THE EXERCISE | Reproduce only the lines between the lines holding "query | paper on table" and "action | put a dot on each instance of the coffee", inclusive, requests included. Shift every coordinate in the answers by adding 36 to each number.

[Position identification records]
<<<<

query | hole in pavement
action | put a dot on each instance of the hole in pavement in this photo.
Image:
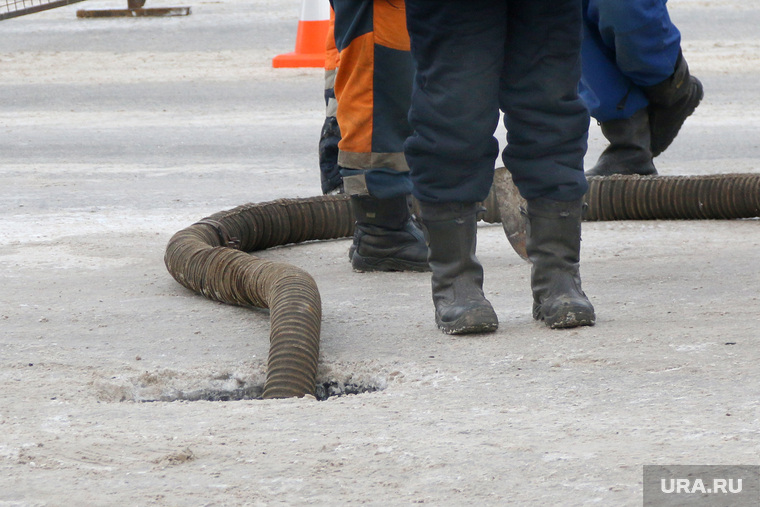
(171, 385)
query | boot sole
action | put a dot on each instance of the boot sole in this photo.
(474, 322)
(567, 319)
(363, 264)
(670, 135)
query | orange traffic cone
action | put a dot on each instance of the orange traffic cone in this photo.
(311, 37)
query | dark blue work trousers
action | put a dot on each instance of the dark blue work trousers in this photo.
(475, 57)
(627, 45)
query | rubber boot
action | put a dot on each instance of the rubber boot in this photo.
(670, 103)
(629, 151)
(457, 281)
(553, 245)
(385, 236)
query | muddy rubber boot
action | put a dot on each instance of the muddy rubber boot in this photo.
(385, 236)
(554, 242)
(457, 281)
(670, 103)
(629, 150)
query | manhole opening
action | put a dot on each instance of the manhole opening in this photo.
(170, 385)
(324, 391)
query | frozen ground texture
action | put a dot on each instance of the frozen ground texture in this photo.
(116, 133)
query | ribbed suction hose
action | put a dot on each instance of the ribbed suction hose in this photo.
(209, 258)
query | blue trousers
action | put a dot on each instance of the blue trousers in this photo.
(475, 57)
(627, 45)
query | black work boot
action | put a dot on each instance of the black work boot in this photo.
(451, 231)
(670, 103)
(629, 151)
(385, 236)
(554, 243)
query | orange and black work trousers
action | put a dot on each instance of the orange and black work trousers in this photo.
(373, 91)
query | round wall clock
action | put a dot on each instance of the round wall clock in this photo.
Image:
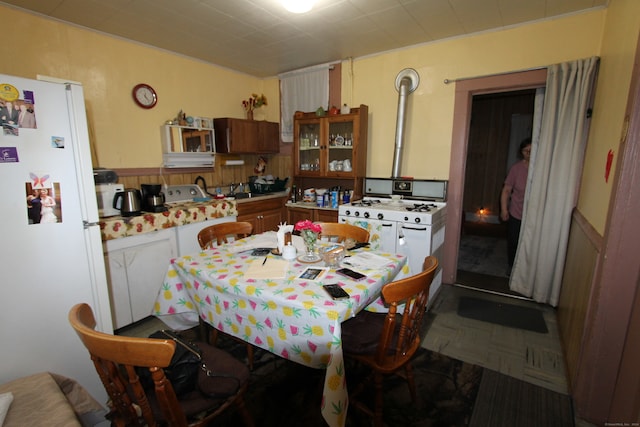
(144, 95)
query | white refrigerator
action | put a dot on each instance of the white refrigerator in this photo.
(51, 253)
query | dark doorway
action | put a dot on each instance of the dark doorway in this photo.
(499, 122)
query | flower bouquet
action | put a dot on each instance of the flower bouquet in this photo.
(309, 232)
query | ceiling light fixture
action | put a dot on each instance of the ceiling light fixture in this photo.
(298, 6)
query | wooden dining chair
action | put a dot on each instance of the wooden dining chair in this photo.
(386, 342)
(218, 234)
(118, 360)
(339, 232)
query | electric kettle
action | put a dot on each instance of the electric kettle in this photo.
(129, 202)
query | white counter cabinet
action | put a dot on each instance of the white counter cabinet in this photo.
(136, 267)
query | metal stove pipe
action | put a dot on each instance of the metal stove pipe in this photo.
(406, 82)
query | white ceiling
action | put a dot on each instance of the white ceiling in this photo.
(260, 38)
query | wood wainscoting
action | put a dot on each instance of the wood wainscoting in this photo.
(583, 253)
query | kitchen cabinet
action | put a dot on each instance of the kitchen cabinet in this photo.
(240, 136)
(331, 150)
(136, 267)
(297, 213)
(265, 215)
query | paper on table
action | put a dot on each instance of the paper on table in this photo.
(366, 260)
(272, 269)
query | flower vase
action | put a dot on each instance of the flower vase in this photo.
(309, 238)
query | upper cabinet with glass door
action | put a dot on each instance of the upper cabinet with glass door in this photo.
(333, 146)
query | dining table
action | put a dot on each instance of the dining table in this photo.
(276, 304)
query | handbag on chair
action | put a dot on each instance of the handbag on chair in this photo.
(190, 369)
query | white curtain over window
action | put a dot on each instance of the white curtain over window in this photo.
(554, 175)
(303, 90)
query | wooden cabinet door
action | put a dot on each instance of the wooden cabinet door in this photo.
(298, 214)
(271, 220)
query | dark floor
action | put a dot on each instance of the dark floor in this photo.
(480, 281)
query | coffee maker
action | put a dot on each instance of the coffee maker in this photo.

>>>>
<<<<

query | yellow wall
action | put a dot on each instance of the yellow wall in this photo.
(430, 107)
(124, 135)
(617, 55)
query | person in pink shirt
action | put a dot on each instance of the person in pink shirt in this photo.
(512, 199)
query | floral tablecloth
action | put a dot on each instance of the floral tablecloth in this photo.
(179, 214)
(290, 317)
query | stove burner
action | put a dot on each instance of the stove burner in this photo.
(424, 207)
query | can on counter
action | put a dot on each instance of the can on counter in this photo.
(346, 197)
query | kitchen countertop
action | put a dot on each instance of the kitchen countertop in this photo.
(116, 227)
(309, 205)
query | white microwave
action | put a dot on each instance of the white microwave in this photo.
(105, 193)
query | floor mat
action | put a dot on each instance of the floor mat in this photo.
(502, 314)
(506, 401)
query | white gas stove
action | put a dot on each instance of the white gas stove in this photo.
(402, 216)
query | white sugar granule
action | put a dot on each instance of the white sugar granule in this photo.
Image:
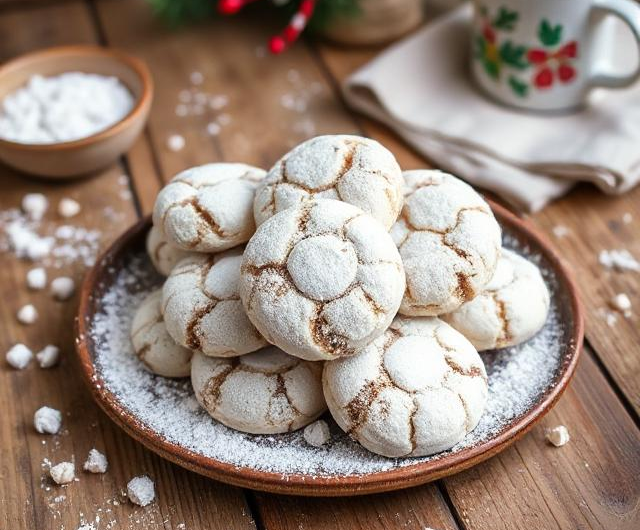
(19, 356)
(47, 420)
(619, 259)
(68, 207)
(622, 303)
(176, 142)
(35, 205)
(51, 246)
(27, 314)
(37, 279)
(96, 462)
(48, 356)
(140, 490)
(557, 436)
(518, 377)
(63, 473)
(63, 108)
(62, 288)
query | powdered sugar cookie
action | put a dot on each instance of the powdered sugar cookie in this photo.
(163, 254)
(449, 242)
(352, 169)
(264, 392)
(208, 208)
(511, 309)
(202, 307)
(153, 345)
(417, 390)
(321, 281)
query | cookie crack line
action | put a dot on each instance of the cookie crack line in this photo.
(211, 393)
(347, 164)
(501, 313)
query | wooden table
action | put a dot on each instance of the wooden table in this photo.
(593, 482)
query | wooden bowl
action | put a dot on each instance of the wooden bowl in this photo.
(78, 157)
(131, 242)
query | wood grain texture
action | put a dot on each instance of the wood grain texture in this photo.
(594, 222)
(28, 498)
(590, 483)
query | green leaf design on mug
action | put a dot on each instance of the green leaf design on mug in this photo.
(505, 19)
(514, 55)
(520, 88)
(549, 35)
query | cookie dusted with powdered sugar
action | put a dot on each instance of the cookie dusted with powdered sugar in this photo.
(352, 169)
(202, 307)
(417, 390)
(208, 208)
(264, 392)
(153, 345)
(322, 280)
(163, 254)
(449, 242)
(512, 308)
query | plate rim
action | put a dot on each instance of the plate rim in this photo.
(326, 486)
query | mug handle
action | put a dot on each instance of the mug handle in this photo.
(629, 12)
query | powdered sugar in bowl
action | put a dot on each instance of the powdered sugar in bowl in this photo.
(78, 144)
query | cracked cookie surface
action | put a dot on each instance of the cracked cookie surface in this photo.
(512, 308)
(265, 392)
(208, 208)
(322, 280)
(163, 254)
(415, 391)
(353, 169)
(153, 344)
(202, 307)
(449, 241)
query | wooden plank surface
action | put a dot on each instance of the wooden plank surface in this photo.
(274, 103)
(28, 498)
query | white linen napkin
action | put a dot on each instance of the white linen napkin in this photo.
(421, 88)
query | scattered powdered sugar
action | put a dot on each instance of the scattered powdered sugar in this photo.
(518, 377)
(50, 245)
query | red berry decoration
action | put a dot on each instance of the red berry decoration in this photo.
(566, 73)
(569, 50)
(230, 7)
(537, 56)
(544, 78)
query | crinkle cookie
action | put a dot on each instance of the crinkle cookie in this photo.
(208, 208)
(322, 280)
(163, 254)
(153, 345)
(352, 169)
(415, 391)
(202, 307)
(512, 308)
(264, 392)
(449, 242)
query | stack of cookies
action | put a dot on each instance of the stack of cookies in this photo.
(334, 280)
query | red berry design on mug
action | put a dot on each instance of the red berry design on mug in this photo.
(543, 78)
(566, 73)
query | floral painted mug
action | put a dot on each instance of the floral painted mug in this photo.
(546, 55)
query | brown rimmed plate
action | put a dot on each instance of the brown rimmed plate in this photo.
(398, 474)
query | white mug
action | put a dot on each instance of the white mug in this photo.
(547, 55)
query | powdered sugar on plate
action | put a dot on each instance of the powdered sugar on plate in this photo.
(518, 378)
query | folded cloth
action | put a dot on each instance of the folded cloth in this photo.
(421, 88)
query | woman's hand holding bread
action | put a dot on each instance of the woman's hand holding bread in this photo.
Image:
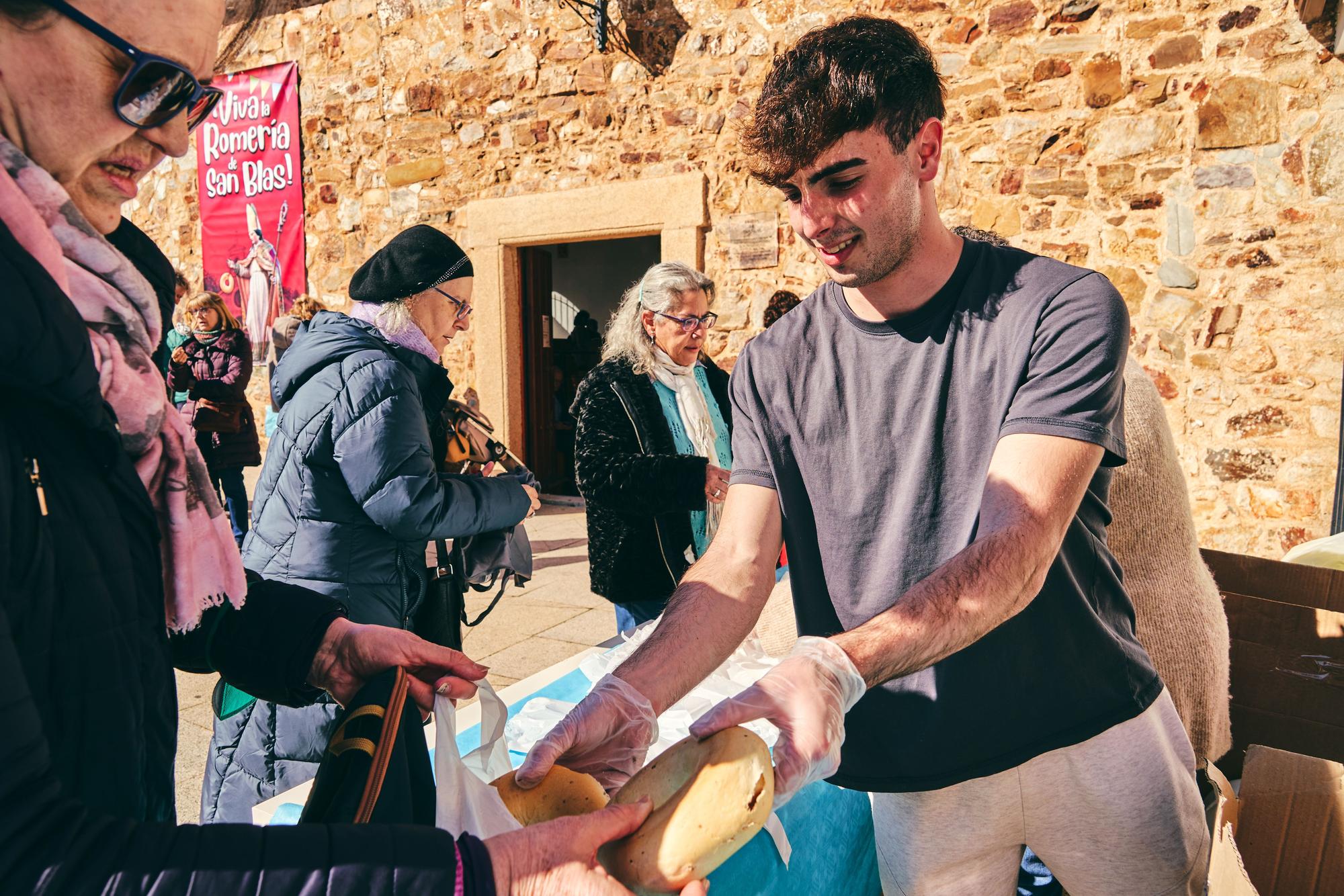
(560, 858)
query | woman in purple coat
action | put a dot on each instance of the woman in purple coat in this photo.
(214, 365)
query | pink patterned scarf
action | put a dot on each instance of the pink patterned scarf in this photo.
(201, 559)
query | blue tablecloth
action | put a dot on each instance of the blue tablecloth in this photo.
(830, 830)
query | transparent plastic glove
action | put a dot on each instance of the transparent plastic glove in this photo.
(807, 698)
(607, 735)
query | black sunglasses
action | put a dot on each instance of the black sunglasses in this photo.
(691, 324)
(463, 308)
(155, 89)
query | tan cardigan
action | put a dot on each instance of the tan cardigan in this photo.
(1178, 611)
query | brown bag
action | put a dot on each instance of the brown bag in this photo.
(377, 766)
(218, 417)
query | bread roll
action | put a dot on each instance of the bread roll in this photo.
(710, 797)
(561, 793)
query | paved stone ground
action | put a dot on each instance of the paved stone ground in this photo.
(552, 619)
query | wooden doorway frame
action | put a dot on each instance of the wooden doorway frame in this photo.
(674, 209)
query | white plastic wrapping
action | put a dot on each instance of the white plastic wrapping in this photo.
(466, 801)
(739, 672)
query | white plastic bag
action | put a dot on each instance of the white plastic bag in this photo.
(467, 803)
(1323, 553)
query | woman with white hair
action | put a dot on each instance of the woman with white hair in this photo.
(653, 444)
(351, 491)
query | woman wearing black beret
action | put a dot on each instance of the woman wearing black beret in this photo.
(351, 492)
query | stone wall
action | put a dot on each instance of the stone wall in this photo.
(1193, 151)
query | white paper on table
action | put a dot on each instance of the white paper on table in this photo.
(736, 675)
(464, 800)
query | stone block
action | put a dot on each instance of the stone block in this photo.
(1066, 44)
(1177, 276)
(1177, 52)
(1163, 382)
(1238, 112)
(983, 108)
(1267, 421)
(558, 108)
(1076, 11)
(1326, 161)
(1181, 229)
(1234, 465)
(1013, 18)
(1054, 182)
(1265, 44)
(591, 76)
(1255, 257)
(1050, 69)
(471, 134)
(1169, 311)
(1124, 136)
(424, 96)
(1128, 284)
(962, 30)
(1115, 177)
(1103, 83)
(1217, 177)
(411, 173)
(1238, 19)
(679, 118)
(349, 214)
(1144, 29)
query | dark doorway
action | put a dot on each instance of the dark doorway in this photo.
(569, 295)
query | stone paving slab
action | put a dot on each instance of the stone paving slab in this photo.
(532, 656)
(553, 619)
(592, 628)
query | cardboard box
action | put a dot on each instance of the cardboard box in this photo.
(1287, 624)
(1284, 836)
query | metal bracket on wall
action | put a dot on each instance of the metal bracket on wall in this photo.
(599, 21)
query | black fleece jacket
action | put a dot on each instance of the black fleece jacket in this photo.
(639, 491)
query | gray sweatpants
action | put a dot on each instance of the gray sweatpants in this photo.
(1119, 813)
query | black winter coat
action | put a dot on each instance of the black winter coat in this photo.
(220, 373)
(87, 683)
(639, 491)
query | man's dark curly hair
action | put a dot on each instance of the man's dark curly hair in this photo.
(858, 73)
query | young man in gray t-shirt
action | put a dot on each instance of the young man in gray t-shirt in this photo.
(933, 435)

>>>>

THE RESULT |
query | paper on table
action | put a dot on each instance of the paper on table in this photo.
(402, 296)
(308, 305)
query | flower vase
action | put a dot on each instance of the flower vase in this photo.
(345, 274)
query | upper cabinet with glass door
action | put a dot on each instance of the upper cabinet with glass door in this photo.
(369, 182)
query | dining table
action | put a dot on each instance of the dining table in this photo.
(312, 340)
query | handbag on chair
action | put a dot on each instance of the handbag on chair in this photo.
(226, 405)
query | white curtain over window
action | put a dot on each instance of the white curtain over window in this photo.
(590, 211)
(339, 126)
query | wooden cabinet door
action | put a dot on each instance of the wooden cabinet door in this photo.
(334, 250)
(307, 256)
query | dark floor
action | put a dot on each instance of the dark floor in this photo.
(516, 317)
query | coffee maker
action | put a dot on each instance of the coffee maker in this photo.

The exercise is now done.